**Exercise objective:**
Apart from the pictures, which must be omitted, restate the data exactly.

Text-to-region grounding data
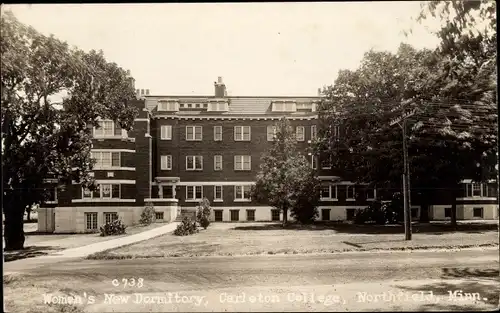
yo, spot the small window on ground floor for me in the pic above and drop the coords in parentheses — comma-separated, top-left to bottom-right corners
(104, 212, 118, 224)
(444, 207, 451, 218)
(230, 210, 240, 221)
(321, 209, 331, 221)
(155, 212, 164, 221)
(346, 209, 356, 221)
(85, 212, 98, 231)
(473, 207, 484, 218)
(271, 209, 280, 221)
(246, 209, 255, 221)
(214, 210, 223, 222)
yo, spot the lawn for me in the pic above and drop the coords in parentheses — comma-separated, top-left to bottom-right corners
(4, 222, 167, 262)
(90, 221, 499, 259)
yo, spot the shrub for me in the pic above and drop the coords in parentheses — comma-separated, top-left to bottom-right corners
(196, 198, 211, 229)
(174, 216, 199, 236)
(140, 202, 156, 225)
(100, 219, 127, 236)
(199, 216, 210, 229)
(291, 175, 320, 224)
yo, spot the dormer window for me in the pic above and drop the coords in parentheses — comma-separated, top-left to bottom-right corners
(272, 100, 296, 112)
(158, 100, 179, 112)
(207, 100, 229, 112)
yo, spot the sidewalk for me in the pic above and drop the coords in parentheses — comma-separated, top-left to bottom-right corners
(4, 222, 179, 274)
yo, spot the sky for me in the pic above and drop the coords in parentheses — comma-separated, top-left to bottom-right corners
(5, 2, 442, 97)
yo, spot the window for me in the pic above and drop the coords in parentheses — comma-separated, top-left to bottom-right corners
(272, 101, 295, 112)
(186, 156, 203, 170)
(311, 125, 317, 140)
(114, 124, 122, 136)
(346, 186, 356, 200)
(101, 184, 120, 199)
(214, 210, 223, 222)
(466, 183, 485, 197)
(246, 210, 255, 221)
(473, 207, 484, 218)
(321, 209, 330, 221)
(366, 188, 376, 200)
(444, 207, 451, 218)
(234, 126, 251, 141)
(155, 212, 164, 220)
(82, 184, 119, 199)
(159, 101, 178, 111)
(234, 155, 251, 170)
(320, 185, 337, 200)
(230, 210, 240, 221)
(162, 185, 174, 199)
(104, 212, 118, 224)
(161, 155, 172, 170)
(235, 185, 251, 200)
(271, 209, 280, 221)
(83, 187, 93, 199)
(94, 121, 112, 137)
(161, 125, 172, 140)
(214, 185, 223, 201)
(296, 126, 305, 141)
(92, 151, 121, 168)
(186, 126, 202, 141)
(214, 155, 223, 171)
(214, 126, 222, 141)
(333, 125, 340, 139)
(85, 212, 98, 230)
(311, 155, 318, 169)
(209, 102, 228, 111)
(267, 126, 277, 141)
(346, 209, 356, 221)
(186, 186, 203, 200)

**Expected output:**
yo, spot the small window on ground floor for me in the pic above and drop the coords in parentheses — comma-separated, top-left to bottom-right corners
(104, 212, 118, 224)
(444, 207, 451, 218)
(230, 210, 240, 221)
(321, 209, 331, 221)
(155, 212, 164, 221)
(346, 209, 356, 221)
(85, 212, 98, 231)
(473, 207, 484, 218)
(271, 209, 280, 221)
(246, 209, 255, 221)
(214, 210, 223, 222)
yo, spot the lawn for me in the pic above and drop the coords in parentheses — comma-separated, top-left to bottom-right corners
(4, 222, 167, 262)
(90, 221, 499, 259)
yo, spot the shrub for me in the pic above and drop the coords in parentheses — comma-separated, top-left to bottom-right corners
(196, 198, 211, 229)
(174, 216, 199, 236)
(140, 202, 156, 225)
(100, 219, 127, 236)
(199, 216, 210, 229)
(291, 175, 320, 224)
yo, spot the dormer window for me in the pic above and drop the coords in parentheses — comma-separated, top-left to bottom-right corners
(272, 100, 296, 112)
(158, 100, 179, 112)
(207, 100, 229, 112)
yo, spot the sidewalk for me in the pic above and drop the coords in parentheses — comma-separated, top-left to bottom-right corners
(4, 222, 179, 274)
yo, spot the sky for me in the pic above and drop the coords in parentheses — comma-separated, top-left to bottom-right corners
(5, 2, 442, 97)
yo, spot the window for me in the pic above and drop the coords in parentheses — comma-separated, top-left to bottom-right corners
(272, 101, 295, 112)
(186, 156, 203, 170)
(311, 125, 317, 140)
(114, 124, 122, 136)
(346, 186, 356, 200)
(101, 184, 120, 199)
(214, 210, 223, 222)
(466, 183, 485, 197)
(246, 210, 255, 221)
(473, 207, 484, 218)
(321, 209, 330, 221)
(366, 188, 376, 200)
(444, 207, 451, 218)
(234, 126, 251, 141)
(155, 212, 164, 220)
(82, 184, 119, 199)
(159, 101, 178, 111)
(234, 155, 251, 170)
(320, 185, 337, 200)
(230, 210, 240, 221)
(162, 185, 174, 199)
(104, 212, 118, 224)
(161, 155, 172, 170)
(235, 185, 251, 200)
(271, 209, 280, 221)
(83, 187, 93, 199)
(94, 121, 112, 137)
(161, 125, 172, 140)
(214, 185, 223, 201)
(296, 126, 305, 141)
(92, 151, 121, 168)
(186, 126, 202, 141)
(214, 155, 223, 171)
(214, 126, 222, 141)
(333, 125, 340, 139)
(85, 212, 98, 230)
(311, 155, 318, 169)
(209, 102, 228, 111)
(267, 126, 277, 141)
(346, 209, 356, 221)
(186, 186, 203, 200)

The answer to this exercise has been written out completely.